* [DATA TO PROCESS]:
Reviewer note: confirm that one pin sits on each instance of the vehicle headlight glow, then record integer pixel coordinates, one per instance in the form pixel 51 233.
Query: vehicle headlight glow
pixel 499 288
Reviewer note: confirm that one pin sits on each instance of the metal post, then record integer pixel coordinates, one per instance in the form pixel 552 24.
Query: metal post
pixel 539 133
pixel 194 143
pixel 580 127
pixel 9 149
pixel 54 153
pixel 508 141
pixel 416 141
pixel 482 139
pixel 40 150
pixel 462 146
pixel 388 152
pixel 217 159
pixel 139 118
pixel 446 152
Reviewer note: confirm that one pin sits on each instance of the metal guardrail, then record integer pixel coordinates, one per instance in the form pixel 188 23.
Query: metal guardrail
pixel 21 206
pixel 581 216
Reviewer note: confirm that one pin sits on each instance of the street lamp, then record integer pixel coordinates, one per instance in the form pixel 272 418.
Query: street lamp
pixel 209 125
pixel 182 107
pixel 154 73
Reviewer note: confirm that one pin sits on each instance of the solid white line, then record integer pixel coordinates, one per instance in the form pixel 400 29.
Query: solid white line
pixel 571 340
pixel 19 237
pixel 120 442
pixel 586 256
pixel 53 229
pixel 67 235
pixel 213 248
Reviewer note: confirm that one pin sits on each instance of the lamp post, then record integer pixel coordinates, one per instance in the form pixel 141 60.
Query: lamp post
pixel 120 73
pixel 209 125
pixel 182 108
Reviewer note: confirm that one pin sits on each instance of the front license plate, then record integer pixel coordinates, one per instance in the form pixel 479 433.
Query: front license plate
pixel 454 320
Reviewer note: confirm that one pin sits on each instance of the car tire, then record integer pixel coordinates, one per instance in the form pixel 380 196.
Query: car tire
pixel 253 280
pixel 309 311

* [TASK ITEM]: What's needed is every line of the listing, transcribed word for word.

* [WRITTEN REPLY]:
Reviewer note: confirm that one pin sits on each instance of the vehicle headlight glow, then record integer pixel coordinates, one per instance in the form pixel 51 233.
Query: vehicle headlight glow
pixel 499 288
Reviewer note: confirm that one pin sits on each instance of the metal post, then record integer pixel coordinates, one per instance in the form pixel 552 24.
Query: metal post
pixel 539 133
pixel 194 143
pixel 580 127
pixel 9 149
pixel 54 153
pixel 508 141
pixel 416 141
pixel 482 139
pixel 40 150
pixel 462 146
pixel 388 152
pixel 217 159
pixel 139 118
pixel 446 152
Reviewer note: confirm that one pin sits on each instance of the metal guardrail, then record integer pixel coordinates, one per instance in the form pixel 188 23.
Query: metal guardrail
pixel 21 206
pixel 581 216
Reviewer note: confirm that one pin sits on each instance of the street lamp, then record integer pixel coordinates, one per instance in the form pixel 272 418.
Query: street lamp
pixel 209 125
pixel 182 107
pixel 154 73
Reviewer note: confirm that one pin sits on each instance of the solid white line, then record integer pixel coordinates, one per instance in the form pixel 400 29.
Query: solid white line
pixel 571 340
pixel 19 237
pixel 120 442
pixel 586 256
pixel 53 229
pixel 67 235
pixel 213 248
Reviewer note: confirm that one pin sits on each instance of the lamp post, then record integer pixel coordinates, one per instance in the form pixel 141 60.
Query: lamp post
pixel 120 73
pixel 209 125
pixel 182 108
Reviewer note: confirm that one pin sits on each instance of the front license plate, then record integer pixel coordinates, one per instance in the form pixel 479 433.
Query: front license plate
pixel 454 320
Reviewer note: confirm that one pin sits on each instance of the car tire, then record integer pixel coordinates, one per instance in the form pixel 380 196.
Query: car tire
pixel 253 280
pixel 309 311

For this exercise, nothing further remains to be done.